### [Supplied passage]
[START]
# Assigning a probability function to a random variable such that its mean is $0$ and variance $1$.

I want to construct a random variable $$X_i$$ which can take one of three values: $$-1,0,1$$. I want to construct a probability function such that the variance of this random variable to be $$1$$. How can I do that?

Note that $$\mu=0$$, and $$\sum (x_i-\mu)^2=(-1)^2+0^2+1^2=2$$. Hence, one such probability function could be $$p(-1)=\frac{1}{2}$$ and $$p(1)=\frac{1}{2}$$. However, that would mean that there is no probability of the random variable taking the value $$0$$, which is weird.

• Are there any other solutions? Oct 4, 2023 at 18:43
• It is not particularly weird. You cannot get a variance bigger than $1$ here, so a variance of $1$ extreme and you should expect an extreme distribution Oct 4, 2023 at 18:50
• @kimchilover- I don't there are any solutions where there is a non-zero probability of the variable taking the value $0$ Oct 4, 2023 at 18:50

You just need to start from the basic definitions. In your case, the probability (mass) function is defined by three numbers, say $$a$$, $$b$$ and $$c$$ such that \begin{align} \Pr[X=-1] &= a \ge 0 \\ \Pr[X=0] &= b \ge 0 \\ \Pr[X=1] &= c \ge 0 \\ a+b+c&=1. \end{align} You want $$X$$ to be zero-mean, then $$\mu=-1\times \Pr[X=-1] + 0 \times \Pr[X=0]+1\times \Pr[X=1]=-a+c=0.$$ Also, you want the variance to be one, that is $$\sigma^2 = (-1-\mu)^2\times \Pr[X=-1] + (0-\mu)^2 \times \Pr[X=0]+(1-\mu)^2\times \Pr[X=1]=a+c=1.$$ Putting everything together, the masses $$a$$, $$b$$ and $$c$$ must satisfy the following system of equations \left\{ \begin{aligned} a+b+c &= 1 \\ -a+c &= 0 \\ a+c &= 1. \end{aligned} \right. The only solution is the one you gave - but now you can ask yourself what would happen if $$\mu \ne 0$$ or $$\sigma^2 \ne 1$$ and play with the masses.
[END]
### [Stored items]
[START]
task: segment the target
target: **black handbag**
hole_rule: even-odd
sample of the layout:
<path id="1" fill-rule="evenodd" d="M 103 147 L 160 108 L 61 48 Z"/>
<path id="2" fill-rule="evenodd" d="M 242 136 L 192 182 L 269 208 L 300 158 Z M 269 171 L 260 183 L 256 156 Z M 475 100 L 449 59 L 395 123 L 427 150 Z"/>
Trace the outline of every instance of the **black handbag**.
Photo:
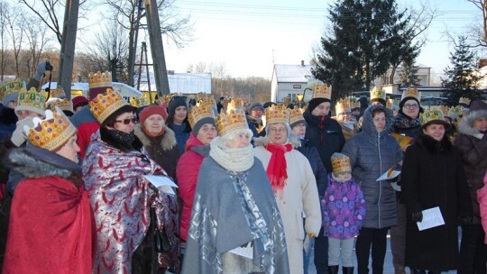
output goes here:
<path id="1" fill-rule="evenodd" d="M 168 237 L 166 228 L 164 226 L 162 230 L 157 228 L 157 218 L 153 207 L 151 207 L 151 226 L 153 227 L 154 247 L 156 251 L 160 253 L 170 251 L 172 250 L 172 243 Z"/>

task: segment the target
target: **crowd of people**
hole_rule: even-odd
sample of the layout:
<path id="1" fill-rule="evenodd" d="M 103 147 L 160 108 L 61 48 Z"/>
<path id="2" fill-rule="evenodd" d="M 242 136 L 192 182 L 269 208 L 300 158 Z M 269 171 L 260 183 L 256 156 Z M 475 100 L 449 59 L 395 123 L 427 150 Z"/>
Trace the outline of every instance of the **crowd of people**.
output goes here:
<path id="1" fill-rule="evenodd" d="M 46 100 L 44 67 L 0 90 L 3 273 L 381 274 L 389 233 L 395 274 L 486 273 L 485 102 Z"/>

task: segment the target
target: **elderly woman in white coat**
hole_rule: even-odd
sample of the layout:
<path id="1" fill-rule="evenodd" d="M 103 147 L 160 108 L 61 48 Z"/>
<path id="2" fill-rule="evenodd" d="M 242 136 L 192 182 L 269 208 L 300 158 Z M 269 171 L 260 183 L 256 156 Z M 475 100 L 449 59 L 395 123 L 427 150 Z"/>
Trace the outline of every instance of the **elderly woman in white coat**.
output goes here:
<path id="1" fill-rule="evenodd" d="M 266 137 L 254 139 L 255 157 L 266 169 L 284 223 L 290 272 L 303 273 L 303 240 L 321 227 L 317 183 L 309 161 L 289 142 L 288 111 L 275 105 L 266 109 Z"/>

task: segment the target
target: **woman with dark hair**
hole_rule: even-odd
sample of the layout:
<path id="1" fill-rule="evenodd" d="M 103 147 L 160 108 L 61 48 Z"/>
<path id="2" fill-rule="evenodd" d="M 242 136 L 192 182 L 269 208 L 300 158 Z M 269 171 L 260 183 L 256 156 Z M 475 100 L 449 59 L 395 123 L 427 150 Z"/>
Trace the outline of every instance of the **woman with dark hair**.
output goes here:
[END]
### [Given request 1]
From the variance discussion, extract the passage starting with "# Assigning a" and going on through "which is weird.".
### [Given request 2]
In the variance discussion, what probability does the asker assign to each of the values -1 and 1?

### [Right answer 1]
# Assigning a probability function to a random variable such that its mean is $0$ and variance $1$.

I want to construct a random variable $$X_i$$ which can take one of three values: $$-1,0,1$$. I want to construct a probability function such that the variance of this random variable to be $$1$$. How can I do that?

Note that $$\mu=0$$, and $$\sum (x_i-\mu)^2=(-1)^2+0^2+1^2=2$$. Hence, one such probability function could be $$p(-1)=\frac{1}{2}$$ and $$p(1)=\frac{1}{2}$$. However, that would mean that there is no probability of the random variable taking the value $$0$$, which is weird.

### [Right answer 2]
Each gets a probability of 1/2.